═══ EXCERPTED PASSAGE ═══
Motivated by outlined reasons, and also inspired by multi-view SC [22], [23], we propose herein a multilayer-graph-based post-processing approach to DSC. When learning of DSC network is completed, we further explore learned representations in all the layers of the encoder part of the network (including the input data themselves). After tuning of selected shallow single view SC algorithm, such as [9], on all the learned representations independently, we compute the multilayer graph [24]. The learned multilayer graph integrates complementary information that exist in network's layers after the learning is finished, but it was ignoredpreviously. To increase robustness to errors we rely on mathematically tractable intra-subspace projection dominance (IPD) property [25], to keep only  $d$  dominant coefficients in learned representations matrices, where  $d$  stands for the *a priori* known subspace dimension. To further increase robustness to errors, instead of standard normalized graph Laplacians, we use shifted graph Laplacians [26]. To the best of our knowledge, this is the first attempt to apply a multilayer graph approach in a multi-view like fashion to improve performance of a single-view DSC networks.

The rest of the paper is organized as follows. In Section II we revisit a background and related work. We present multilayer graph approach to DSC in Section III. Experimental results are presented in Section IV, while conclusions are given in Section V.

## II. BACKGROUND AND RELATED WORK

### A. DSC Networks

Let  $\mathbf{X}^0 \in \mathbb{R}^{D_0 \times N}$  represent dataset comprised of  $N$  samples in  $D_0$ -dimensional ambient (input) space. Let  $\{\mathbf{X}^v \in \mathbb{R}^{D_v \times N}\}_{v=1}^{L/2}$ , stand for outputs of encoder layers, where  $L$  denotes the overall number of layers (encoder and decoder), and  $\mathbb{R}$  denotes set of real numbers. Let  $\{\mathbf{X}^v = \mathbf{X}^v \mathbf{C}^v\}_{v=0}^{L/2}$  stand for self-representation models, where  $\{\mathbf{C}^v \in \mathbb{R}^{N \times N}\}_{v=0}^{L/2}$  stand for representation matrices. To cluster data generated from nonlinear manifolds DSC networks [11], [16], [18], [19] solve the following optimization problem:

$$\min_{\mathbf{C}^{L/2}, \Theta} \|\mathbf{X} - \tilde{\mathbf{X}}_{\Theta} \mathbf{C}^{L/2}\|_F^2 + \lambda_1 f(\mathbf{C}^{L/2}) + \lambda_2 h(\mathbf{X}, \mathbf{X}_{\Theta}^{L/2}, \mathbf{C}^{L/2})$$

such that:  $\mathbf{X}_{\Theta}^{L/2} = \Phi_e(\mathbf{X}, \Theta)$  and  $\text{diag}(\mathbf{C}^{L/2}) = \mathbf{0}$

(1)
═══
◆ **TASK 1**:
The excerpt on deep subspace clustering says how the rest of the paper is organized. List each section number it gives with what that section covers.
◆ **TASK 2**:
Turn the paragraph of the excerpt on deep subspace clustering that begins "Motivated by outlined reasons" into a short bulleted list that keeps its main facts.
◆ **TASK 3**:
Continue the excerpt on deep subspace clustering from the point after equation (1).
═══ DATA SEGMENT ═══
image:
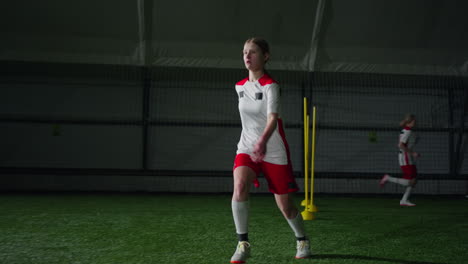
═══
◆ **EXERCISE OUTPUT 1**:
- Section II: background and related work
- Section III: the multilayer graph approach to DSC
- Section IV: experimental results
- Section V: conclusions

◆ **EXERCISE OUTPUT 2**:
- The paper proposes a multilayer-graph-based post-processing approach to DSC, inspired by multi-view SC [22], [23].
- After the DSC network is trained, the representations learned in all encoder layers, including the input data, are explored.
- A selected shallow single-view SC algorithm, such as [9], is tuned on each learned representation independently, and a multilayer graph is then computed [24].
- This graph integrates complementary information in the network's layers that was previously ignored.
- For robustness to errors, the IPD property [25] is used to keep only d dominant coefficients in the representation matrices, where d is the a priori known subspace dimension.
- Also for robustness, shifted graph Laplacians [26] replace standard normalized graph Laplacians.
- The authors describe this as the first use of a multilayer graph approach in a multi-view-like fashion to improve single-view DSC networks.

◆ **EXERCISE OUTPUT 3**:
In (1)  $\Theta$  stands for network parameters, and  $\Phi_e$  denotes network embedding (encoder output) of data  $\mathbf{X}$ , and  $\tilde{\mathbf{X}}_{\Theta}$  stands for reconstruction of  $\mathbf{X}$ .  $f$  imposes regularization on the representation matrix  $\mathbf{C}^{L/2}$ , and  $h(\mathbf{X}, \mathbf{X}_{\Theta}^{L/2}, \mathbf{C}^{L/2})$  plays critically important role in removing trivial solutions and specifying properties of nonlinear mapping and embedding space. Two constraints were imposed on representation matrix in [11]:  $f(\mathbf{C}^{L/2}) = \|\mathbf{C}^{L/2}\|_1$  and  $f(\mathbf{C}^{L/2}) = \|\mathbf{C}^{L/2}\|_2$  leading respectively to DSC-L1 and DSC-L2 networks. The work [19] imposes the entropy constraint on representation matrix:  $f(\mathbf{C}^{L/2}) = \sum_{i=1}^N \sum_{j=1}^N c_{ij}^{L/2} \ln c_{ij}^{L/2}$ , such that  $\mathbf{C}^{L/2} \geq \mathbf{0}$ . In

both networks  $h(\mathbf{X}, \mathbf{X}_{\Theta}^{L/2}, \mathbf{C}^{L/2}) = \|\mathbf{X}_{\Theta_e}^{L/2} - \mathbf{X}_{\Theta_e}^{L/2} \mathbf{C}^{L/2}\|_F^2$ . By minimizing the self-expressive representation term, the latent representation  $\mathbf{X}_{\Theta_e}^{L/2}$  is encouraged to obey the union-of-linear-subspaces structure. Work in [11] was the first to formally replace the self-expressive term in (1) by fully connected layer, i.e. coefficients of  $\mathbf{C}^{L/2}$  are formally substituted by the network parameters  $\Theta_s$ . In other words, we now have  $\mathbf{X}_{\Theta_e}^{L/2} = \mathbf{X}_{\Theta_e}^{L/2} \Theta_s$  and  $\Theta_e$  stands for parameters of the encoder. The network is now parameterized in terms of

$\Theta := \{\Theta_e, \Theta_s, \Theta_d\}$  where  $\Theta_d$  stands for decoder parameters. The network (1) is trained in two stages: (i) pretraining without self-expressive layer, and (ii) fine tuning which includes the self-expressive layer. Learned  $\mathbf{C}^{L/2}$  is now used by spectral clustering [20] to assign labels to data. Evidently, information existing in layers preceding the encoder output layer are ignored.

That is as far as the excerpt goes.